Given data: Begin

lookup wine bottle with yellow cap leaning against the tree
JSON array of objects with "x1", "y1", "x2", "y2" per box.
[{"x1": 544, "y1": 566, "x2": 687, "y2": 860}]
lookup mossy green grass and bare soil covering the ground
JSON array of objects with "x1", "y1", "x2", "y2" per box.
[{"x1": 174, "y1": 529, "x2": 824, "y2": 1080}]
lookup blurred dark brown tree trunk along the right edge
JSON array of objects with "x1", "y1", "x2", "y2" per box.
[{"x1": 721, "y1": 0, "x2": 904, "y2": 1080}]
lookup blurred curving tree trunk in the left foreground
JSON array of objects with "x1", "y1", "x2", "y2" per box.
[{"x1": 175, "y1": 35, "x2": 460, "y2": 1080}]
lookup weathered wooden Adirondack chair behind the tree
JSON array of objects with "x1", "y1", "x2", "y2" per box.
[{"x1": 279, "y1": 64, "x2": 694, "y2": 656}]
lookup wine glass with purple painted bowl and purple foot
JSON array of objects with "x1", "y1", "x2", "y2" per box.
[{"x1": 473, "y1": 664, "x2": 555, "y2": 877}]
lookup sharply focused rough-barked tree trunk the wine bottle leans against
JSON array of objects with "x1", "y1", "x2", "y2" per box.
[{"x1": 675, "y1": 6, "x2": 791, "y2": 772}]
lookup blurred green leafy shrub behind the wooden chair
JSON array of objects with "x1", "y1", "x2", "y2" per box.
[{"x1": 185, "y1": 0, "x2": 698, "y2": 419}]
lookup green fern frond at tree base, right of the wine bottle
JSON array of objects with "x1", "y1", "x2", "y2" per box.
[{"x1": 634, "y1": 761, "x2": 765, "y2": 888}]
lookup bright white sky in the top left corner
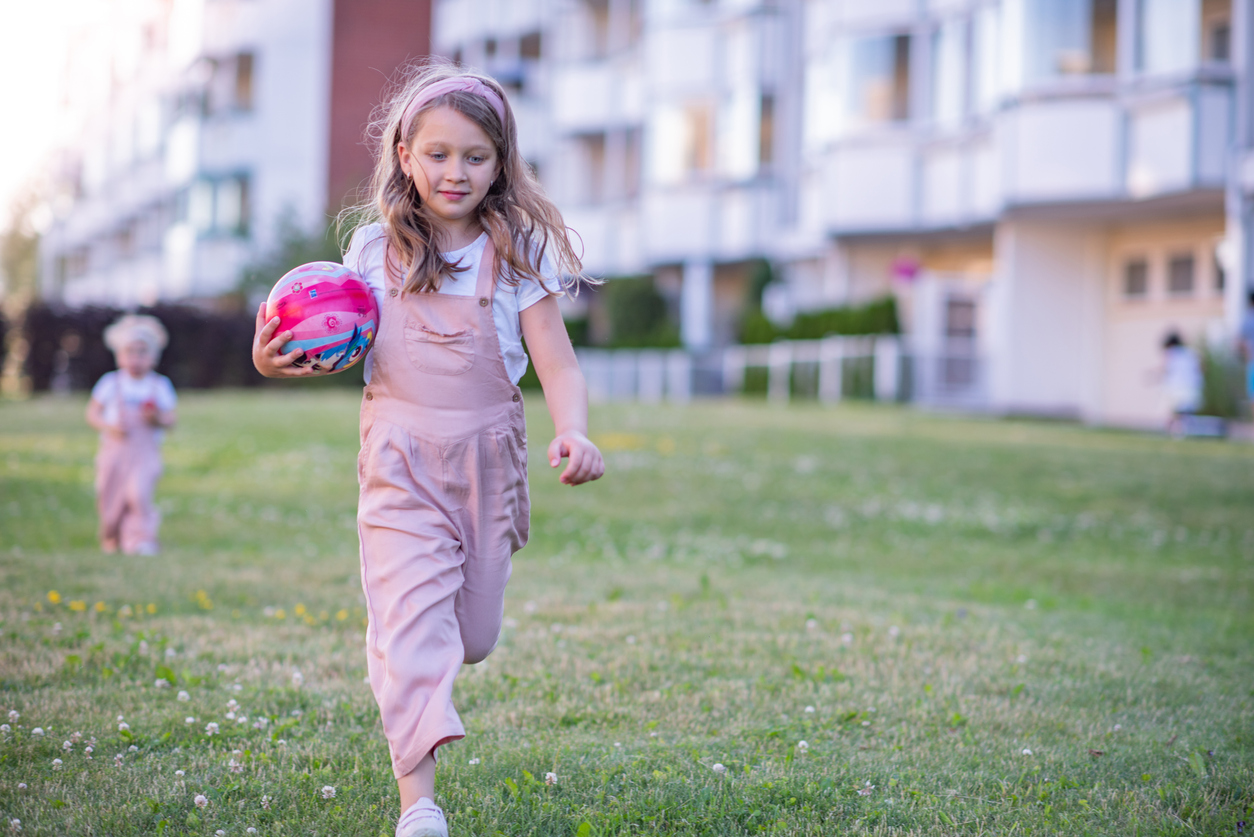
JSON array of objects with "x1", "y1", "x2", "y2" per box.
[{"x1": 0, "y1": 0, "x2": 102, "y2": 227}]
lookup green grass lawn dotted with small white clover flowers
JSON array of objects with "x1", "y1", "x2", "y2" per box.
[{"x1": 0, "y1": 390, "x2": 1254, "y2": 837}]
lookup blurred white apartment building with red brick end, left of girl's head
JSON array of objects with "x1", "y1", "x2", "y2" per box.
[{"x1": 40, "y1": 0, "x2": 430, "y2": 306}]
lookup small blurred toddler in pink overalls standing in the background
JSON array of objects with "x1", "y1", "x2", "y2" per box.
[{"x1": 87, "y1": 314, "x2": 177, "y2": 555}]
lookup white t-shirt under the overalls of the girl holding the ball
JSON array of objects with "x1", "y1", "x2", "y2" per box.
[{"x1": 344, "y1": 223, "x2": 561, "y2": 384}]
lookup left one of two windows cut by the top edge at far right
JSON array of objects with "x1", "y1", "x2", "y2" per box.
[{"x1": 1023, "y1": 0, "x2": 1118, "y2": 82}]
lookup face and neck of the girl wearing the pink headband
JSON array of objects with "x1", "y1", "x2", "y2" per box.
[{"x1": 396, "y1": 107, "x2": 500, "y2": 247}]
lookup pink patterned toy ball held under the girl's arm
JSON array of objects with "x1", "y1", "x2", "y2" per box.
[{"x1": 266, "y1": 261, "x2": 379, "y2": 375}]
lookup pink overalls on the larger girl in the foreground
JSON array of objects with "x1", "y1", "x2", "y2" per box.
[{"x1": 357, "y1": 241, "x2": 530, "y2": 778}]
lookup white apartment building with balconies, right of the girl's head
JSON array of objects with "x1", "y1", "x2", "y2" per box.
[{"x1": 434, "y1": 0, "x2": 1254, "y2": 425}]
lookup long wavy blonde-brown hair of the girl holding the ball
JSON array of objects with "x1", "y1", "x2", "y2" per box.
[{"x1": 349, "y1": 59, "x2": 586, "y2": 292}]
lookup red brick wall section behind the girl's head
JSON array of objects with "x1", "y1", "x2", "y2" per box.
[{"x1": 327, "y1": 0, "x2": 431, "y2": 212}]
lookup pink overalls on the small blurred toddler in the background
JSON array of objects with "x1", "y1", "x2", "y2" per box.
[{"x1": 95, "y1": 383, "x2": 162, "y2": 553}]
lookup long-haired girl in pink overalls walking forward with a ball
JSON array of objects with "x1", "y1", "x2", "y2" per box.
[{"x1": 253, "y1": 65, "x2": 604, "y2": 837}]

Given data: End

## Task goal
Beginning with the line above that contains "lookup green fern" and finishing with the line that contains "lookup green grass", print those lines exactly and only. Skip all pictures.

## Result
lookup green fern frond at tree base, right of the wine bottle
JSON array of objects with "x1", "y1", "x2", "y2" per box.
[{"x1": 634, "y1": 761, "x2": 765, "y2": 888}]
lookup bright white sky in the top left corner
JSON array of objects with "x1", "y1", "x2", "y2" per box.
[{"x1": 0, "y1": 0, "x2": 102, "y2": 227}]
lookup green grass lawn dotted with small white clover flowers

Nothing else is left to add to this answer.